* _Exercise objective_: Filter the listing below, keeping only the lines with the word "outline".

* _Data for processing_:

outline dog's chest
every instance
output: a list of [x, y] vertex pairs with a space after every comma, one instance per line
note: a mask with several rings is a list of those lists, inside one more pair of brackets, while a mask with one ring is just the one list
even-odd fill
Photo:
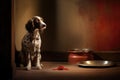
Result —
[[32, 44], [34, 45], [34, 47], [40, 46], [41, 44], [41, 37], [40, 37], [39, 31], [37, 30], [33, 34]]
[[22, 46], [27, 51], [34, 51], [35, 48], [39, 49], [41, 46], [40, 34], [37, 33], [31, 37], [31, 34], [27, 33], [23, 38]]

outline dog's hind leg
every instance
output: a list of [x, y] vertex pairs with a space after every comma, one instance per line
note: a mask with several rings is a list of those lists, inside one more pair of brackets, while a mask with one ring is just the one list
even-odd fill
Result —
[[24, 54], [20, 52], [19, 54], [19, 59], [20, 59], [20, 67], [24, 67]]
...
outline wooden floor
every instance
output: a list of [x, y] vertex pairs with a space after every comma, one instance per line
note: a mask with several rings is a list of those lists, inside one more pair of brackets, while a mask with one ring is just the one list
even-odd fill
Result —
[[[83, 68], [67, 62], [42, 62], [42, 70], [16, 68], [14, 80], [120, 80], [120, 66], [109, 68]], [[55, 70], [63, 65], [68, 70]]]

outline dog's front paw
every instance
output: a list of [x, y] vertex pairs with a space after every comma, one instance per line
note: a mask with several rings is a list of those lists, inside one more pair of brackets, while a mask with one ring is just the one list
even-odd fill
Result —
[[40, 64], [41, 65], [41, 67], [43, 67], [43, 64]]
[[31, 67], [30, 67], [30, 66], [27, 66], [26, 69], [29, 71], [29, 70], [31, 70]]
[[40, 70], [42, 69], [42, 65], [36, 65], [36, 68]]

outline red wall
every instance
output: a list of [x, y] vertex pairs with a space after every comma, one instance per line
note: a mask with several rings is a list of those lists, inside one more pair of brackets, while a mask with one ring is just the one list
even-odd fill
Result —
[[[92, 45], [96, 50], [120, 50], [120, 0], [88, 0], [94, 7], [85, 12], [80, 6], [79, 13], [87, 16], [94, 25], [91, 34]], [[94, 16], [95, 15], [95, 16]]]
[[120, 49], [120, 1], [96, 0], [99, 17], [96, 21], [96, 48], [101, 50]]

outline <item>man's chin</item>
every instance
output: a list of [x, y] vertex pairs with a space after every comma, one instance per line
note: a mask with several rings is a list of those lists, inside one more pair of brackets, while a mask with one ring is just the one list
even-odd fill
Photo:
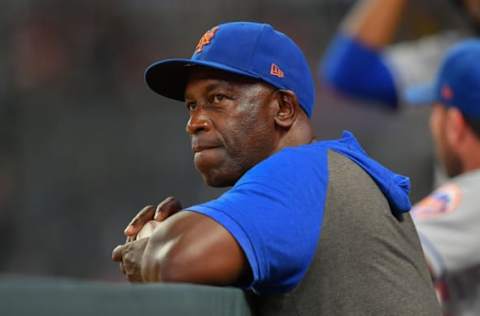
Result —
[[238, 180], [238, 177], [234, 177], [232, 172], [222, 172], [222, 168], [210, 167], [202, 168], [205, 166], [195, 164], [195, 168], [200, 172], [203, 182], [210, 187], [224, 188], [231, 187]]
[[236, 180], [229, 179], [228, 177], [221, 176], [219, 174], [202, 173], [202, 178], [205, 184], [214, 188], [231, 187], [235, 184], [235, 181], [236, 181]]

* _Answer for this exercise_:
outline dog's chest
outline dog's hind leg
outline wooden floor
outline dog's front paw
outline red wall
outline <item>man's chin</item>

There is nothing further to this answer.